(Directive)
Please answer these from the ultimate wilderness text:
(a) What year, hour, and day does it give for the scene at the Place of the Skull?
(b) How many men does it say were on crosses?
(c) Who stood with Mary, the mother of Jesus?

(Text shown)
Impact

The Ultimate Wilderness – Series Finale

 

Leadership is broken because leaders are unbroken


Wilderness Wanderings Series Finale:
Learning to Live the Zigzag Life

AD 33, 9:00 AM Passover Friday, the Place of the Skull, a public place near Jerusalem.

 

Many people are coming and going, some stopping to see what was happening, observing three men on crosses, two criminals with Jesus in the middle.

 

A large crowd had followed the crucifixion detail out of the city to the place of execution, the place of the ultimate wilderness… 

No one knew it was the ultimate wilderness on that spring morning. Not the Pharisees or the Sadducees, the instigators of the crucifixion. Not the high priests who brought the trumped up charges against Jesus. Not Pilate, the Roman Procurator, who gave legal sanction to the sham crucifixion. Not the Roman soldiers, the innocent crucifiers who simply carried out their orders. Certainly not those who knew Jesus the best, the disciples, who were desperately afraid and completely confused. Not Mary, the mother of Jesus, whose pain and grief cannot be understood or described. Not the beloved disciple, John, who stood with Mary and sustained her through her ordeal. Clearly not Judas, the traitor, who, overwhelmed by the horror of what he did, went out and hanged himself.

(Data shown)

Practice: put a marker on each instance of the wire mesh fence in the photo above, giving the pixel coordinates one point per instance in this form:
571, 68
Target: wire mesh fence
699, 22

(Answer to the task)
(a) AD 33, 9:00 AM, Passover Friday
(b) Three
(c) John, the beloved disciple